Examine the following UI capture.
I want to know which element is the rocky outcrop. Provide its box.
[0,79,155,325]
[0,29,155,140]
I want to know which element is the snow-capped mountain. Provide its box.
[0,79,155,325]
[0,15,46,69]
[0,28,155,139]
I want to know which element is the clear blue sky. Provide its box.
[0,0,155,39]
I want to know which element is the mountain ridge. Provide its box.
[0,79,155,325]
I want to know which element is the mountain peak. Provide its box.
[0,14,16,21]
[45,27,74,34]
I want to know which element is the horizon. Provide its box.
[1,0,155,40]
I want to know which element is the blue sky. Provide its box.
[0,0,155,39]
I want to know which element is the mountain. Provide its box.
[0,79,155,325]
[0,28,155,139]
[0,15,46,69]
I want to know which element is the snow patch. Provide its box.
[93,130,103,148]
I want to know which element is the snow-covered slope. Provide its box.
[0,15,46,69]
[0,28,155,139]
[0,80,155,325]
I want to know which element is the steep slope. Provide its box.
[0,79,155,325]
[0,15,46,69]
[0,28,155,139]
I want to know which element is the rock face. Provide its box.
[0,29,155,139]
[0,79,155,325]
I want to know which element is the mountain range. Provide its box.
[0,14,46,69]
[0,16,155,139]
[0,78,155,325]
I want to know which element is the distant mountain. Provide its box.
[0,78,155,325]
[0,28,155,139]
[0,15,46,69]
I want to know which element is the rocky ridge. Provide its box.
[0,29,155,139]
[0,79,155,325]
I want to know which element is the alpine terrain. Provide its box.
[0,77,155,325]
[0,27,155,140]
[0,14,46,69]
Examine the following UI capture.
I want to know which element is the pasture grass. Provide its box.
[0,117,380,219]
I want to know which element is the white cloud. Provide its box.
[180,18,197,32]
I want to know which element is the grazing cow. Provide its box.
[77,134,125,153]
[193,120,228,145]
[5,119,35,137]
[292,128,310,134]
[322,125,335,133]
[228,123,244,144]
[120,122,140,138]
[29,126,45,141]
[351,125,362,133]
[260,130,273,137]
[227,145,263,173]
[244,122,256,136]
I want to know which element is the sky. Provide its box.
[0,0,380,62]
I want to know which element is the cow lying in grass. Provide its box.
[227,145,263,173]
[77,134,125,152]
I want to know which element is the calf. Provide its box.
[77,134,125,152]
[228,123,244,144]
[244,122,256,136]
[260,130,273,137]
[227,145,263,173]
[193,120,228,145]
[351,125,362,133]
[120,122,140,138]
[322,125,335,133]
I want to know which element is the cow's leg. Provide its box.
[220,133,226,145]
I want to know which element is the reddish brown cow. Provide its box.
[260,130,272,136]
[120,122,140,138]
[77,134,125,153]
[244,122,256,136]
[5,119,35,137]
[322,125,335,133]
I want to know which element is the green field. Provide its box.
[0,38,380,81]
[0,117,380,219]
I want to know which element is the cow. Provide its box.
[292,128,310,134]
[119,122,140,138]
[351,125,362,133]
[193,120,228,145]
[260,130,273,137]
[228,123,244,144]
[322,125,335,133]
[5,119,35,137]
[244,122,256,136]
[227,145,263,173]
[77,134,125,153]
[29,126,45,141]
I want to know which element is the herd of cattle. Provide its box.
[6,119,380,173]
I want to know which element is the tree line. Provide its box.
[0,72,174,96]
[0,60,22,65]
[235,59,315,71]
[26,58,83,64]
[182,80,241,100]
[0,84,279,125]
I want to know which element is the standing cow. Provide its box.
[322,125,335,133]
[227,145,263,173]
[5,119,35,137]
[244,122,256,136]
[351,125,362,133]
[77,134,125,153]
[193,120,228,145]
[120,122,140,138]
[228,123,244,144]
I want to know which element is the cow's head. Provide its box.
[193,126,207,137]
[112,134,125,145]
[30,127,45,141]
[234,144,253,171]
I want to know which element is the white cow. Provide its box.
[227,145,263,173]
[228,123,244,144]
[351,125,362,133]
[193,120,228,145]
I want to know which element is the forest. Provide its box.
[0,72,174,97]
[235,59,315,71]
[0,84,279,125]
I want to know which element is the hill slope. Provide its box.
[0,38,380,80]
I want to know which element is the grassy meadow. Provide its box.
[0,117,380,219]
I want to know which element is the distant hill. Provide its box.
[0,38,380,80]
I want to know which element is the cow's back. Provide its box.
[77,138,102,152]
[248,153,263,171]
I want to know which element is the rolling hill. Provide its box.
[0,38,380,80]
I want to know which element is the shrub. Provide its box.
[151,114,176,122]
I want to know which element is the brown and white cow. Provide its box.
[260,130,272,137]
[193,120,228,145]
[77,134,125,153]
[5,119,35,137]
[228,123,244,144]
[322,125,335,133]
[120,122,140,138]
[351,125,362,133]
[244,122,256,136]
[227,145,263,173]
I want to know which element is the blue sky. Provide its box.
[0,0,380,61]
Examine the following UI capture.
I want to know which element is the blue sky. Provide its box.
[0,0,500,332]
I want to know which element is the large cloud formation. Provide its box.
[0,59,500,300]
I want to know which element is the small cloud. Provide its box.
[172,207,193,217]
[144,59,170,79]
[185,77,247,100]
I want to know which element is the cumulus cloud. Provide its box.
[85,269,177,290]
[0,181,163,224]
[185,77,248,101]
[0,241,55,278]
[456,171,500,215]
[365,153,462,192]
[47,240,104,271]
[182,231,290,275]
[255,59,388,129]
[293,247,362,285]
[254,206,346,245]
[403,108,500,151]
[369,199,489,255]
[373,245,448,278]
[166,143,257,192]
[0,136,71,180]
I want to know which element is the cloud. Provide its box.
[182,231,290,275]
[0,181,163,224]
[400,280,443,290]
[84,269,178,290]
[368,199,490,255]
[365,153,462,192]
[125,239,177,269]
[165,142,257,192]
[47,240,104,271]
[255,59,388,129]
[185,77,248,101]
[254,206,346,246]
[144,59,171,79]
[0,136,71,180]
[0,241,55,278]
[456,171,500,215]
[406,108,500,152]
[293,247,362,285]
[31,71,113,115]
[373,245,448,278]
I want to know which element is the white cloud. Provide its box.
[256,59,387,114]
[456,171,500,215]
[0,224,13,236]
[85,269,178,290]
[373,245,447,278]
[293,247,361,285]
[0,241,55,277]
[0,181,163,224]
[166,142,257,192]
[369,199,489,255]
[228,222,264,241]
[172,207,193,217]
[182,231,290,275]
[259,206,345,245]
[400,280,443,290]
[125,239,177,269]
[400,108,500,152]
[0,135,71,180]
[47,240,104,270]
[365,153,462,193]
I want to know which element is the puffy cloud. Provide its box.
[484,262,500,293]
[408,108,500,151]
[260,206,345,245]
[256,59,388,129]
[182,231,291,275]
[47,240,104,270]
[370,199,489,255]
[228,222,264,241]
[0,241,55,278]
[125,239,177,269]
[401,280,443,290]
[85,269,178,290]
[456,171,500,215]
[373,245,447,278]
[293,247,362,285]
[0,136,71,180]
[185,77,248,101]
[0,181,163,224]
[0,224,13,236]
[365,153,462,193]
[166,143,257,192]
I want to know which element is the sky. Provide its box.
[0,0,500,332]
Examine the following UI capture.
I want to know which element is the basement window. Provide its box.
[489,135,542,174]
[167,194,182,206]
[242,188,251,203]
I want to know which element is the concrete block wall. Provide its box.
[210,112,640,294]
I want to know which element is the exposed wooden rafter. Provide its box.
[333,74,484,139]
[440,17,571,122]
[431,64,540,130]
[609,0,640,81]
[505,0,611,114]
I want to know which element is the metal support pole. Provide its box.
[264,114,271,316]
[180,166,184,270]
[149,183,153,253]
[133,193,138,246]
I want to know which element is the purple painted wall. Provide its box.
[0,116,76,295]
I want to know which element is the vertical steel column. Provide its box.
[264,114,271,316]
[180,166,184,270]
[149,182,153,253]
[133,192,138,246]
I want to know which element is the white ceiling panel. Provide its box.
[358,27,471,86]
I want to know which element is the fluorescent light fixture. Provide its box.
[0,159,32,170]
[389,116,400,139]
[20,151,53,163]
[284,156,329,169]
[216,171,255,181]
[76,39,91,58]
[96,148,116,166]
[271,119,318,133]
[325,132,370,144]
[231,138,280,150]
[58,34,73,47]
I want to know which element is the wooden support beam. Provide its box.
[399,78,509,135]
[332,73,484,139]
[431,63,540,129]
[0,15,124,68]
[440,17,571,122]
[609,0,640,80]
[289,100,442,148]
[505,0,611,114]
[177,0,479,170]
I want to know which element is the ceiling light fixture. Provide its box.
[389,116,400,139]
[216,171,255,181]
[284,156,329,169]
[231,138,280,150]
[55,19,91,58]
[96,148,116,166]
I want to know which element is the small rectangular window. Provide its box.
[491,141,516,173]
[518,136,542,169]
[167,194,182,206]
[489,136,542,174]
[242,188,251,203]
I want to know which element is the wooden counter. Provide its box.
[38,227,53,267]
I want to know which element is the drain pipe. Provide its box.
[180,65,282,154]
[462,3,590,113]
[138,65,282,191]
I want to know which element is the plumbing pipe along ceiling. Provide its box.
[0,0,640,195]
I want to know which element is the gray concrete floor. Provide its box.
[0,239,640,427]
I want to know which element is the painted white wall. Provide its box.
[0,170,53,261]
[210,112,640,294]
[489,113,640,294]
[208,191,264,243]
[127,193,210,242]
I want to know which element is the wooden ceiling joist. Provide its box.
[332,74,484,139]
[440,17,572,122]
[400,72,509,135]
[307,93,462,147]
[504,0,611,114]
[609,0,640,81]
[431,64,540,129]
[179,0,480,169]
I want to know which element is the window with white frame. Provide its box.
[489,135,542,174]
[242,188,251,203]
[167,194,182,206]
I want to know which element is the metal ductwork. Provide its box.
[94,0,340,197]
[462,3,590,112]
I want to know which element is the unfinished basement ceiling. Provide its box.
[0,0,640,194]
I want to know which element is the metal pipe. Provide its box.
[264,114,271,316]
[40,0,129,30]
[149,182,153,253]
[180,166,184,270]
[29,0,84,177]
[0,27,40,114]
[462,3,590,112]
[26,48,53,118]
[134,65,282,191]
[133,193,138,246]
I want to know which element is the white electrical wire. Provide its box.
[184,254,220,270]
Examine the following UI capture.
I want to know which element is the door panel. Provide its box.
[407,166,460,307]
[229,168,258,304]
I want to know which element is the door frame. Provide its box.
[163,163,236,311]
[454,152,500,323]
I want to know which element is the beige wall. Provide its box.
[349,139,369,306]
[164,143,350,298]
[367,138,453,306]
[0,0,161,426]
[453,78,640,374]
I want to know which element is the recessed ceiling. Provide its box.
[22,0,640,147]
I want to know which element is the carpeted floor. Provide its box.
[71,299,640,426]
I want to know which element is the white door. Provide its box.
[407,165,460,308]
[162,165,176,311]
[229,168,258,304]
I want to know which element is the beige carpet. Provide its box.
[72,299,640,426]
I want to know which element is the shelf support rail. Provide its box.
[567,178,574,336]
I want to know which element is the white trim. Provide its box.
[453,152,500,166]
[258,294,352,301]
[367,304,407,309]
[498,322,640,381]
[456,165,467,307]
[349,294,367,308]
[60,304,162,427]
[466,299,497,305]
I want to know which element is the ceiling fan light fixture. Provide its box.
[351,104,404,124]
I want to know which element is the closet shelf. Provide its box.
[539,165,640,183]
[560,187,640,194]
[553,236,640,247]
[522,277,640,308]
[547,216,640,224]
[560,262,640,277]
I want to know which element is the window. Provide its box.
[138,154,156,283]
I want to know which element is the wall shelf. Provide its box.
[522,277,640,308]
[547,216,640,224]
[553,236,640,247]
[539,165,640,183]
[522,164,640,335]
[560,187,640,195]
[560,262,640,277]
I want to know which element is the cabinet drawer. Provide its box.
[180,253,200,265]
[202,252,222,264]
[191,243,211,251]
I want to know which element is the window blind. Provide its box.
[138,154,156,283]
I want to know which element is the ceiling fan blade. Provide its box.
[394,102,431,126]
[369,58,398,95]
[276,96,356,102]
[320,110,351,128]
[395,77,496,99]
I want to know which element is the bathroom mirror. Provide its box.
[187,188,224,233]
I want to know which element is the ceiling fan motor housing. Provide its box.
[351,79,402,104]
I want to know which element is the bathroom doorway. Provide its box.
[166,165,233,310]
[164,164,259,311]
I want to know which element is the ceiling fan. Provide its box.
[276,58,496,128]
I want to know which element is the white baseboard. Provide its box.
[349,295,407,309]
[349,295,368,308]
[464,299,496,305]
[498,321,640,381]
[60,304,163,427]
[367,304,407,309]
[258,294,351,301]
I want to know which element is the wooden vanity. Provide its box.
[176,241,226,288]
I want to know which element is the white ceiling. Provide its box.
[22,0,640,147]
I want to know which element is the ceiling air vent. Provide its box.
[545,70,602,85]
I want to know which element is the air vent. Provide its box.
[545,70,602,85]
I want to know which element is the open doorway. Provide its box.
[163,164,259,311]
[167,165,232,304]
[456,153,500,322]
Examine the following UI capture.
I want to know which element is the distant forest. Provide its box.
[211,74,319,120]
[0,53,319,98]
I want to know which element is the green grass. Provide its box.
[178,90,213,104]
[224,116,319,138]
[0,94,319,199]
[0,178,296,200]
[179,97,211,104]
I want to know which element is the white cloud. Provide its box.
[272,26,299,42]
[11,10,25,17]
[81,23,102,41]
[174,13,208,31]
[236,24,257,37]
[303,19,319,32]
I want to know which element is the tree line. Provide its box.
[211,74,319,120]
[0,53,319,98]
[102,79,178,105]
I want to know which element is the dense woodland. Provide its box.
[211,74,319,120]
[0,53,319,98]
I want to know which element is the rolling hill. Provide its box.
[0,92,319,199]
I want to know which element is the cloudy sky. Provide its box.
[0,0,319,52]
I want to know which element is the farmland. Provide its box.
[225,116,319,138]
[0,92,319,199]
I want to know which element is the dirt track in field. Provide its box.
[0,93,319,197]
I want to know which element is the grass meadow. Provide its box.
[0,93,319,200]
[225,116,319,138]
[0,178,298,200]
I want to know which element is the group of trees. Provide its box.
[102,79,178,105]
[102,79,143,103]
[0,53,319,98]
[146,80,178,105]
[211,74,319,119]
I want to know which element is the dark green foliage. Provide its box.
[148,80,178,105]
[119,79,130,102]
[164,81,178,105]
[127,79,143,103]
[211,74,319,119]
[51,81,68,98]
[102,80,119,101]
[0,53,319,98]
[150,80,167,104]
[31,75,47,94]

-- TASK PROMPT --
Reproduce everything from the line containing "I want to know which element is the dense" down to the end of the listing, requests included, scaling each bounding-box coordinate in the answers by 2.3. Round the scaled coordinates to whole numbers, with halves rounded up, and leave the request lines unchanged.

-- RESPONSE TO THIS EXERCISE --
I want to know which element is the dense woodland. Provide its box.
[485,170,734,276]
[0,122,734,225]
I want to know which element is the rolling hill. Provide its box.
[0,212,734,458]
I want to know which element is the cloudy sky. Provide its box.
[0,0,734,120]
I want to know which element is the farmland. Provide its box.
[518,267,734,317]
[0,212,734,458]
I want to know which element is the dirt track in field. Provide its box.
[0,214,734,453]
I want to know which element is the grass meadow. Provide its box.
[0,214,734,460]
[518,267,734,317]
[0,409,685,460]
I want to know which element is the group of trees. Provide its box.
[235,182,409,242]
[235,182,329,237]
[0,122,734,225]
[336,184,409,242]
[485,170,734,274]
I want to know which element is the dark green foliage. Provide its box.
[340,184,409,242]
[274,182,299,235]
[377,186,409,242]
[292,182,329,237]
[485,170,734,274]
[117,186,156,225]
[235,184,274,232]
[0,122,734,225]
[345,184,384,239]
[71,173,108,216]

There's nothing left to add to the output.